◆ **Collected data**:
--- START ---

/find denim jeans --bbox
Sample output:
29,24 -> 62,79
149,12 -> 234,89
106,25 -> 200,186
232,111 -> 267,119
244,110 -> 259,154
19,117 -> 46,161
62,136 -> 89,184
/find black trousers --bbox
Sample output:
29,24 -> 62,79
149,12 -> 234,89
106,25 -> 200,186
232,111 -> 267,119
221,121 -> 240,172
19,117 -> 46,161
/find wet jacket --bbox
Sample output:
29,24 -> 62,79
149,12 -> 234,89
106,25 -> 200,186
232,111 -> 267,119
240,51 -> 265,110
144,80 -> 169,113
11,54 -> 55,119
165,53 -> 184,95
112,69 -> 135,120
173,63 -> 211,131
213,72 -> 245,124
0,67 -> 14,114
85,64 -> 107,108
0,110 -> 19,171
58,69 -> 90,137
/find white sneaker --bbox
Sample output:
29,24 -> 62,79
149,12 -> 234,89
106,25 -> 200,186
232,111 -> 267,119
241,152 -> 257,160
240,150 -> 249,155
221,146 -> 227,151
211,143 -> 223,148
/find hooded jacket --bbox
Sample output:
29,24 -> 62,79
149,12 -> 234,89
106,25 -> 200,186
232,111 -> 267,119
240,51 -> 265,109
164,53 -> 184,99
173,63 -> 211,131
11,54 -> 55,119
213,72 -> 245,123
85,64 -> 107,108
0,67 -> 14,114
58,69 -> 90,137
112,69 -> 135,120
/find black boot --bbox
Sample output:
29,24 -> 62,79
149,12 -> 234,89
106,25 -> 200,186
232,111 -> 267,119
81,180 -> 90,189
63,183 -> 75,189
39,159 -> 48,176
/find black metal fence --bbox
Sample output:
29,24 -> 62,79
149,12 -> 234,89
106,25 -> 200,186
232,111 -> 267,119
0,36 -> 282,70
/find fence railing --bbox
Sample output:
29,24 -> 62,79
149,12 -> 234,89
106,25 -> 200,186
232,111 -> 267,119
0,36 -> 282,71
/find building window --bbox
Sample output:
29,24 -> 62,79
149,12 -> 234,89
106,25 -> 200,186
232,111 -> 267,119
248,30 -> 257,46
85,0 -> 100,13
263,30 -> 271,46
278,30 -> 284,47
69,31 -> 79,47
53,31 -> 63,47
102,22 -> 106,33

--- END ---

◆ **Task description**:
Collect the lines of the data that carry the word "jacket".

◆ **Solution for this exercise**:
/find wet jacket --bbox
/find hooded jacket --bbox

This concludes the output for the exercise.